> Instruction: Copy out the items verbatim, from the line containing "Where can the arch" through the end of the items, with both ends included.

> Exercise input:
## start

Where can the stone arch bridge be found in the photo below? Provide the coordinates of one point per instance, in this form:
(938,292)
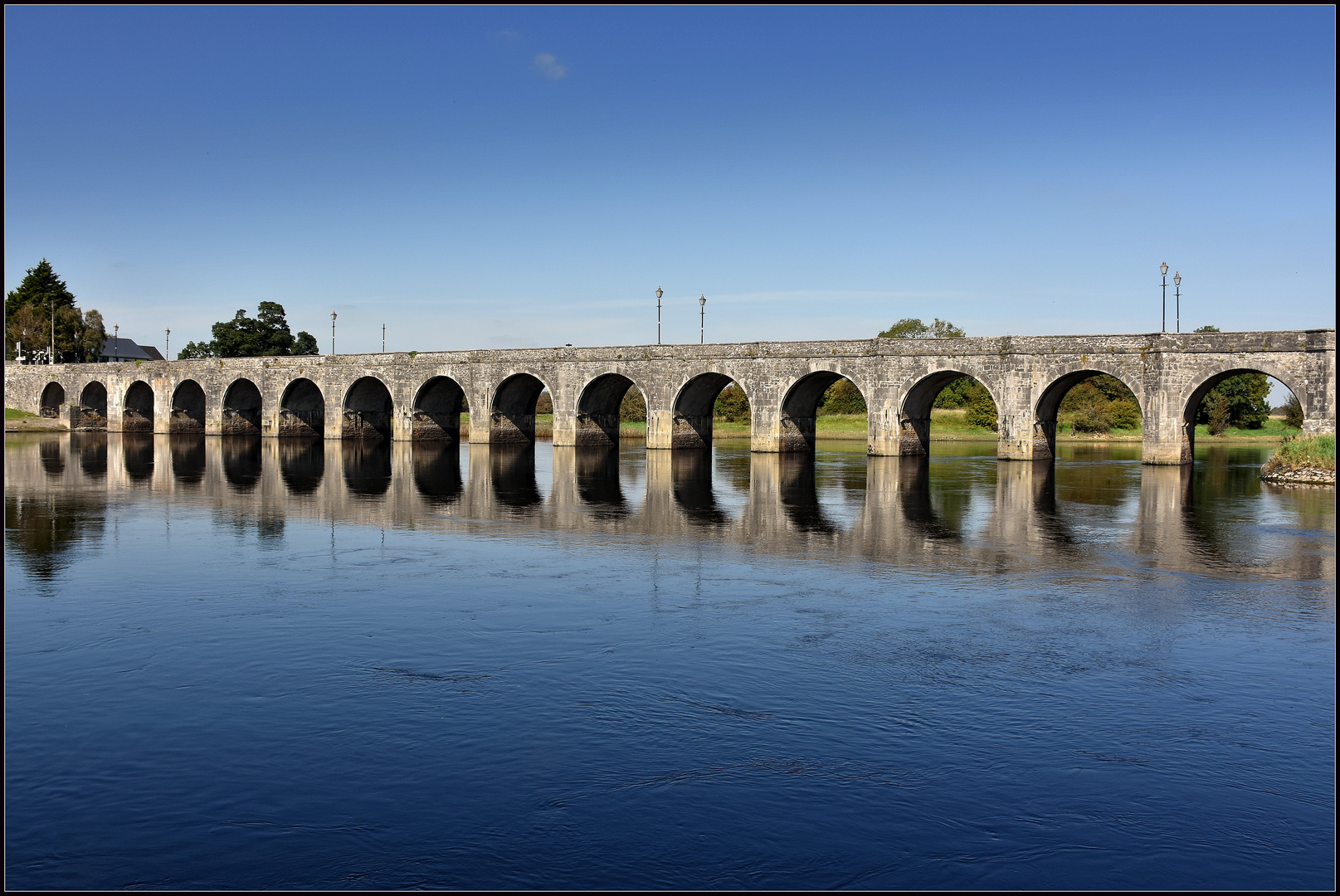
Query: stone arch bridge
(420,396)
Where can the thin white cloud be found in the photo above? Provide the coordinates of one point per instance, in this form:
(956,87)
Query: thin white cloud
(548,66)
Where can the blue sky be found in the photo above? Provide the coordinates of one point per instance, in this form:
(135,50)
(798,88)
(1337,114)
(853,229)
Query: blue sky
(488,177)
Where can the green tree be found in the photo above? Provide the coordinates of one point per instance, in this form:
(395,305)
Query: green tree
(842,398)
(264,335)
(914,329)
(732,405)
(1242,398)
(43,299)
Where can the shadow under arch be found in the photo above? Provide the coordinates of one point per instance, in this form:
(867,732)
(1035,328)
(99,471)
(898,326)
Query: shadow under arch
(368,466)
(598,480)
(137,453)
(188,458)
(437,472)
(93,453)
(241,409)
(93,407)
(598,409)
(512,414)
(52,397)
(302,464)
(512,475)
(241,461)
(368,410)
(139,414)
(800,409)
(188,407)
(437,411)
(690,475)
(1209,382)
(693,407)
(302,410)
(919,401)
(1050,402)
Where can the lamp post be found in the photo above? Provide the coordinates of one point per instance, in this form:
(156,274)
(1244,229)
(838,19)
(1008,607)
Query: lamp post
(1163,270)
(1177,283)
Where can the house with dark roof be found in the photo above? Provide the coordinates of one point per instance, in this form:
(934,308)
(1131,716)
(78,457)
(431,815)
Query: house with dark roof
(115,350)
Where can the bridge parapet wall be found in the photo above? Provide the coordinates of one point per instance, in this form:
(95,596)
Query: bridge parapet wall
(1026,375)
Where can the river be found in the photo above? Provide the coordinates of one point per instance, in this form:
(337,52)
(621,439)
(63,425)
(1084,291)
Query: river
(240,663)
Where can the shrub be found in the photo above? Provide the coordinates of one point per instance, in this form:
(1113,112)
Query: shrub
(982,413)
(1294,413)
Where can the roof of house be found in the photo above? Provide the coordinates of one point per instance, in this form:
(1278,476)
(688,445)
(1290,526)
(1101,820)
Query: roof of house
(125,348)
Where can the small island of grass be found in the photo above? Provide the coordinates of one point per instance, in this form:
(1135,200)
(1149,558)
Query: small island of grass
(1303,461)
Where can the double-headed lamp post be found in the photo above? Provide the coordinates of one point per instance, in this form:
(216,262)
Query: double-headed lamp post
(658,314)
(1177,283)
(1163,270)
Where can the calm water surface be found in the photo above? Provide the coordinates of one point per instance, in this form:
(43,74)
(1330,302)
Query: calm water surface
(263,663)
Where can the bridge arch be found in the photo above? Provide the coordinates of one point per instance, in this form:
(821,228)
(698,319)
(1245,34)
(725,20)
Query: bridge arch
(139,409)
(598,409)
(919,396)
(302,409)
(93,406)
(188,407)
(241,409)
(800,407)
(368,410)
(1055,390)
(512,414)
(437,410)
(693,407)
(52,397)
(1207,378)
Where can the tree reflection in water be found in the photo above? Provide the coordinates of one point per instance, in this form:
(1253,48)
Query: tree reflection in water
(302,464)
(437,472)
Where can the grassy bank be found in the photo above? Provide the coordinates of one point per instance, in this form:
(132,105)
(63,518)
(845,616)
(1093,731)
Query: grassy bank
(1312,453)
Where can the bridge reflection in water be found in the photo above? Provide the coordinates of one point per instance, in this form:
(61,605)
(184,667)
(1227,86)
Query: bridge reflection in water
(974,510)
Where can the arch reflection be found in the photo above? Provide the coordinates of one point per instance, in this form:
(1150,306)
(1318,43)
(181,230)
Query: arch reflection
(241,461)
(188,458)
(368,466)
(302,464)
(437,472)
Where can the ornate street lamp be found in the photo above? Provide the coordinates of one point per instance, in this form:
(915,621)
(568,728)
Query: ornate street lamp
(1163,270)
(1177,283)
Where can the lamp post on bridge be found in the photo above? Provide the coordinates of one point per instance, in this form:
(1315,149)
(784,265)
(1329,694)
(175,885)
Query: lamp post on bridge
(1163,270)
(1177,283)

## end

> Exercise response:
Where can the arch reflection be found in the photo above? Provide the coordinates of one point per instance, in this form:
(1150,306)
(1318,43)
(181,230)
Query: arch reflection
(241,461)
(188,458)
(368,466)
(302,464)
(437,472)
Where can the ornate street lamp be found in the photo above? Provide the coordinates of one point per instance, in this form:
(915,621)
(568,728)
Query: ornate street lamp
(1163,270)
(1177,283)
Where can the lamp post on bridge be found in the photo above? Provide the coordinates of one point per instance, in this form:
(1315,149)
(784,265)
(1329,694)
(175,885)
Query: lamp post on bridge
(1163,270)
(1177,283)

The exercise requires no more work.